Fragmento del texto ::
┌──

En su obra póstuma De la estupidez a la locura, Umberto Eco explica con una broma algo que, de tan usual, pasa inadvertido: que los seres humanos tendemos a responder de diferente manera una misma pregunta, según cómo se nos la formule. Refiere que dos religiosos, uno dominico y otro jesuita, compartían ejercicios espirituales. El dominico le preguntó a su amigo cómo era posible que fumara permanentemente durante ese tiempo de oración. El jesuita le contó que su superior lo había autorizado. El dominico se sorprendió porque, ante el mismo pedido de autorización, el suyo se lo había negado. “¿Pero cómo se lo has pedido?”, inquirió el jesuita. “Bueno, obviamente, le pregunté si podía fumar mientras rezaba”. A lo que el jesuita dijo: “Mal hecho, debiste haberle preguntado si está permitido rezar mientras uno fuma. Mi superior dijo que a Dios le agrada que se comuniquen con Él en todo momento”.
Las distintas maneras de preguntarse lo mismo, acaso puedan confundir a la hora de establecer la “gratuidad” de algo. Por lo general, la justificación de esa condición es que responde a un “derecho humano”. Está visto que para muchos argentinos cualquier cosa muy demandada debería convertirse en prestación estatal.
Un ejemplo algo pintoresco es el de una legisladora porteña que impulsa la gratuidad del protector solar por considerar que no es un producto cosmético, sino un medicamento necesario para la salud humana. A poco que se aceptara ese criterio, también las bananas deberían ser entregadas gratuitamente, dado que es indudable que la humanidad necesita potasio. Ese pensamiento mágico amenaza permanentemente con adueñarse de la realidad. Basta como ejemplo recordar que el Congreso sancionó en 2019 una ley que reconoció el derecho de los alumnos de los niveles inicial, primario y secundario a recibir educación sobre folclore.

└──

Preguntas ::
A. Reduzca a una lista breve el párrafo del artículo sobre la gratuidad que comienza con «Un ejemplo algo pintoresco», conservando sus datos principales.
B. Prosiga el artículo sobre la gratuidad a partir de su última oración.
Los ítems no se utilizan para resolver ninguna consigna.

Datos extraídos ::
┌──

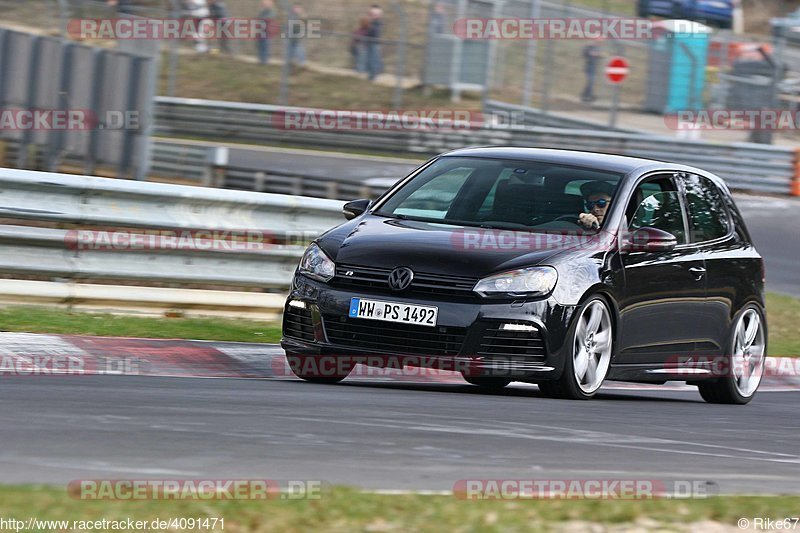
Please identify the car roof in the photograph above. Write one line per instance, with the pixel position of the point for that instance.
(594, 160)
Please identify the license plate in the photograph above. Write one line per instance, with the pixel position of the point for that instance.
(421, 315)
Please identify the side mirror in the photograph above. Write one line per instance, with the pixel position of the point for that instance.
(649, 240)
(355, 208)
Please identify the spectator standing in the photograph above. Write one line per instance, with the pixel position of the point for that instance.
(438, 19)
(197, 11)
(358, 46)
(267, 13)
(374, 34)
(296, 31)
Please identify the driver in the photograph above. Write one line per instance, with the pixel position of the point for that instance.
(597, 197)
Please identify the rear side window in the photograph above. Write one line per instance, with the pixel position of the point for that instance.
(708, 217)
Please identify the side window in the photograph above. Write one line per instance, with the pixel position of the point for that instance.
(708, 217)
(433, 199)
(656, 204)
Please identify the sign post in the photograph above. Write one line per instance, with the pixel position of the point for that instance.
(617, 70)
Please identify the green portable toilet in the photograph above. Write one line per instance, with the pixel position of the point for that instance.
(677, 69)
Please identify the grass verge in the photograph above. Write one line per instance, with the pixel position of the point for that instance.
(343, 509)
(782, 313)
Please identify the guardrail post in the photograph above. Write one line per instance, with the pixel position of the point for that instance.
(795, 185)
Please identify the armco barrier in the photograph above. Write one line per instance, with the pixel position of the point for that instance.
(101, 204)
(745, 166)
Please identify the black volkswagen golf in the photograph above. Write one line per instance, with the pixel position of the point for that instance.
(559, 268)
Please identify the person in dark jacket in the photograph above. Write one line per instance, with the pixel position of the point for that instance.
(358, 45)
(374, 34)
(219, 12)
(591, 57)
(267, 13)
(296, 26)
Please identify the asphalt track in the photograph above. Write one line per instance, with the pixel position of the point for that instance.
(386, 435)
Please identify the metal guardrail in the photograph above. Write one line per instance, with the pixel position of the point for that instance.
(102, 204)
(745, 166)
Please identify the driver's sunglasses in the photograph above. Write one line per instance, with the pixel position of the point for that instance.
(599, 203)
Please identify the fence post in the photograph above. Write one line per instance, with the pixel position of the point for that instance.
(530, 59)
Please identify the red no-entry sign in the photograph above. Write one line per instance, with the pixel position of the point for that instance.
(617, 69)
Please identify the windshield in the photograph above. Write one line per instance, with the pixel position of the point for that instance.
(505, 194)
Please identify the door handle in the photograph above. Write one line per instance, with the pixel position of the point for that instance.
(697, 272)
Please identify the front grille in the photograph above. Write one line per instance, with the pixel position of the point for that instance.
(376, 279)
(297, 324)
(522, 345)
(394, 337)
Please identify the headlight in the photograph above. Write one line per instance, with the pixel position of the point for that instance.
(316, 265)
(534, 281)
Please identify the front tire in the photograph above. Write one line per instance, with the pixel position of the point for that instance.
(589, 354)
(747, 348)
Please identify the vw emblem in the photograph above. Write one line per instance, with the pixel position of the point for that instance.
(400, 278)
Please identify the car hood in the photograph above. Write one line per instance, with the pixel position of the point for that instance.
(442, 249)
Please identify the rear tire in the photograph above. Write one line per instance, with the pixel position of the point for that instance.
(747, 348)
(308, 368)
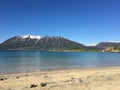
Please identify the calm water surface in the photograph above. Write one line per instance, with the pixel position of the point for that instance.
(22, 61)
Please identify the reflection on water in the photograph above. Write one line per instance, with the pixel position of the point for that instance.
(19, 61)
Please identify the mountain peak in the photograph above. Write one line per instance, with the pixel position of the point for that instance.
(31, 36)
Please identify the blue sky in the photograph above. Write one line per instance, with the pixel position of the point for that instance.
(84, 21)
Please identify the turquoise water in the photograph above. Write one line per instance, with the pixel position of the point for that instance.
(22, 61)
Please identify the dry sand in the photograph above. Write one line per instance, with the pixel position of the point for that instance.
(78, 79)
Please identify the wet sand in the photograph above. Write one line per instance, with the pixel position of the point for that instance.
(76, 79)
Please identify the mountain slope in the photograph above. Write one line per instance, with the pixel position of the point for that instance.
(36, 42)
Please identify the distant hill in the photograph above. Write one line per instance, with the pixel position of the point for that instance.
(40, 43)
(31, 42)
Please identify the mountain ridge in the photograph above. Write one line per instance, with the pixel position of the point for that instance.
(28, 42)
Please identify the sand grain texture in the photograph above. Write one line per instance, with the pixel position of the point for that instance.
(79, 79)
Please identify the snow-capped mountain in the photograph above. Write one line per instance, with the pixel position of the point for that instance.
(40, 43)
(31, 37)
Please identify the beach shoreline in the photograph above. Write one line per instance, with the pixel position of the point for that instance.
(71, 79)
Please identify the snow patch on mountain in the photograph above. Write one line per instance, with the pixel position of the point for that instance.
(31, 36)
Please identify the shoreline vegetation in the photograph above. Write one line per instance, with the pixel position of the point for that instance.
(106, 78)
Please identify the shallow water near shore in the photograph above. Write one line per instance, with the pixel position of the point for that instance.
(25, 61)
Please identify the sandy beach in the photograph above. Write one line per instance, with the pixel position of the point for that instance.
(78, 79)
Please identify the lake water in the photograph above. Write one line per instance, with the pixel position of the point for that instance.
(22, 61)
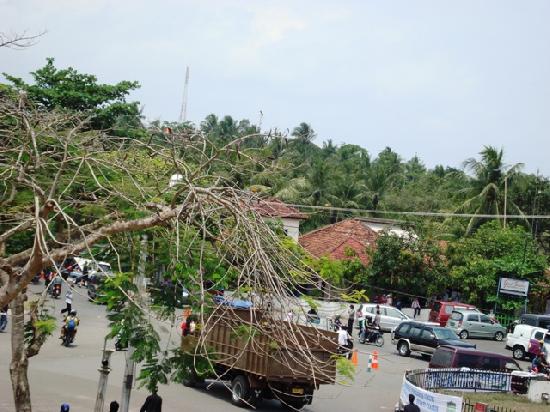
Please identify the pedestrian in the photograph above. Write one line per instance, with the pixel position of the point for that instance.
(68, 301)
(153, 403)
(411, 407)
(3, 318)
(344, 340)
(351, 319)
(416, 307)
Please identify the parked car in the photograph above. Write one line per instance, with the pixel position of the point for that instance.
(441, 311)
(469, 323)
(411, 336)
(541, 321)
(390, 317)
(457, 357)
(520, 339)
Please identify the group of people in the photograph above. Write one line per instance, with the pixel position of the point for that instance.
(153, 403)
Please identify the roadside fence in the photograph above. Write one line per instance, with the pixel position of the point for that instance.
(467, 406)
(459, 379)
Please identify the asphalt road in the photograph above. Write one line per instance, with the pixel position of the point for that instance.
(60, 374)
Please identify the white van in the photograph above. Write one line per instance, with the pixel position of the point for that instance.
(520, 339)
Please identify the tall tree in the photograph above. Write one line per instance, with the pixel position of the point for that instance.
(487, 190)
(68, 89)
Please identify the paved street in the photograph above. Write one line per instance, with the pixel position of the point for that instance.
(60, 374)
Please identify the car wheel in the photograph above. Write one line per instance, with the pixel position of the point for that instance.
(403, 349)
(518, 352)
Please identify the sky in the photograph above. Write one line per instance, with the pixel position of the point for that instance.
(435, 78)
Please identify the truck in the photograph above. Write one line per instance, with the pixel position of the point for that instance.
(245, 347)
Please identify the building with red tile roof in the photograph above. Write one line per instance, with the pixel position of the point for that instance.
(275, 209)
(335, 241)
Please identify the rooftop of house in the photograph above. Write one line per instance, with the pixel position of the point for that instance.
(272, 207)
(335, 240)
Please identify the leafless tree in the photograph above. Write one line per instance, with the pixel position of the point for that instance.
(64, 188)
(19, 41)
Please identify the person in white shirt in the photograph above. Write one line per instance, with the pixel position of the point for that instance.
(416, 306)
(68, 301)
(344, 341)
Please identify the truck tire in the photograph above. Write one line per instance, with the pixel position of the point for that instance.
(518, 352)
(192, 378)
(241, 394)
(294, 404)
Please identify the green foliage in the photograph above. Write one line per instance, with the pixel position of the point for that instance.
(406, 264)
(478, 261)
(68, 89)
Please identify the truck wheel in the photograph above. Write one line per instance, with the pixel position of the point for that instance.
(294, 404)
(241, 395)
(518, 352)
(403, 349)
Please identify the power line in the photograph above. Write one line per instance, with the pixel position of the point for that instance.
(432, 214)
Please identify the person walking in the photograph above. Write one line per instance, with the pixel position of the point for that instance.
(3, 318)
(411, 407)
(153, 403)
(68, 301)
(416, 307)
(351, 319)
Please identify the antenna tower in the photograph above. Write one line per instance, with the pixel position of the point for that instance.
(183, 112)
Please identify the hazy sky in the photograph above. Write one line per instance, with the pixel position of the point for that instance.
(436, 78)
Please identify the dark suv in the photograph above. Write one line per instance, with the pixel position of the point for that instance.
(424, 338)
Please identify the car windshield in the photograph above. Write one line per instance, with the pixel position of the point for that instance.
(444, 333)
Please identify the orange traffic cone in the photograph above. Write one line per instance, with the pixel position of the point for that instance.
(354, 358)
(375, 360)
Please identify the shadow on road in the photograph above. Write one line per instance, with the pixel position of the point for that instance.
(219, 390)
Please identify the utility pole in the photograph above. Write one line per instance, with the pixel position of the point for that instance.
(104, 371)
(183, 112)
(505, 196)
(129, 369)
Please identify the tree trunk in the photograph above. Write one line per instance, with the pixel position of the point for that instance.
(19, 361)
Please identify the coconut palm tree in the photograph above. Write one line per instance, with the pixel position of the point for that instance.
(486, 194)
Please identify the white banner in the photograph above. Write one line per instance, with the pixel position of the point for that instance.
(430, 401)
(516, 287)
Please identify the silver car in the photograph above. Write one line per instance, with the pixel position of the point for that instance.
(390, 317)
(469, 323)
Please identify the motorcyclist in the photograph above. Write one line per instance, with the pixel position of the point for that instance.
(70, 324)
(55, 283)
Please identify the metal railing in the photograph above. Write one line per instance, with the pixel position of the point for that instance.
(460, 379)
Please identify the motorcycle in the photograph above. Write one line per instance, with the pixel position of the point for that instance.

└──

Resultados obtenidos ::
A.
- Una legisladora porteña impulsa la gratuidad del protector solar porque lo considera un medicamento necesario para la salud humana y no un producto cosmético.
- Si se aceptara ese criterio, también las bananas deberían entregarse gratuitamente, ya que la humanidad necesita potasio.
- Ese pensamiento mágico amenaza permanentemente con adueñarse de la realidad.
- Como ejemplo, en 2019 el Congreso sancionó una ley que reconoció el derecho de los alumnos de los niveles inicial, primario y secundario a recibir educación sobre folclore.

B.
No hay derecho natural que asista al reclamo de ninguna de esas cosas. En todo caso, podría eventualmente tratarse de una decisión de convertir algo en parte de gasto público y financiarlo de cualquier manera, como Fútbol para Todos, aunque más no sea con el impuesto inflacionario producto de la emisión monetaria sin respaldo. Sería interesante consultar a la ciudadanía, a la manera de la broma de Eco, qué le parecería que el Gobierno destinara el dinero de sus impuestos a pagar la cantidad de protector solar que decidiera consumir su vecino que pasa todo el día tomando sol, o a comprar acordeones y guitarras para las clases de chamamé en todas las escuelas del país. Probablemente entonces cambiaría el nivel de aprobación de semejantes dislates.
Todo aquello que un legislador o funcionario propone que el Estado haga o entregue “sin cargo” no es a título gratuito. Probablemente lo sepan, pero evitan confesarlo.
Incluso, resulta una falacia cuando se hace un culto de la “educación gratuita”. Alguien paga esa educación. Y ese alguien es la gran masa de contribuyentes, de la cual la mayor parte no accede a ese servicio por distintas razones. Si se quiere ser aún más directo en el razonamiento, puede decirse que la educación pública la subsidian incluso los que no pueden acceder a ella, como los tantos casos de familias materialmente imposibilitadas de enviar a sus hijos a la universidad, pero que deben pagar el IVA de los alimentos que no pueden dejar de consumir.
Durante una entrevista realizada en 1984 en la Universidad de Islandia, uno de los académicos le reprochó al premio Nobel de Economía Milton Friedman que los asistentes a una de sus conferencias hubieran tenido que pagar por escucharlo, rompiendo la tradición de gratuidad de esa casa de estudios. Opinó el catedrático que haber pagado por la charla no aumentaba la libertad académica, sino que la disminuía, a lo que Friedman argumentó: “¿Quién paga los gastos de la asistencia a las conferencias gratuitas? La gente que no asiste a ellas (...) los ausentes subsidiaban a los presentes en esos encuentros”.
Según Friedman, la palabra “gratis” es una de las peor usadas, básicamente porque “la educación cuesta dinero”.
El Estado no produce ni regala nada que antes no le haya quitado a quienes lo producen.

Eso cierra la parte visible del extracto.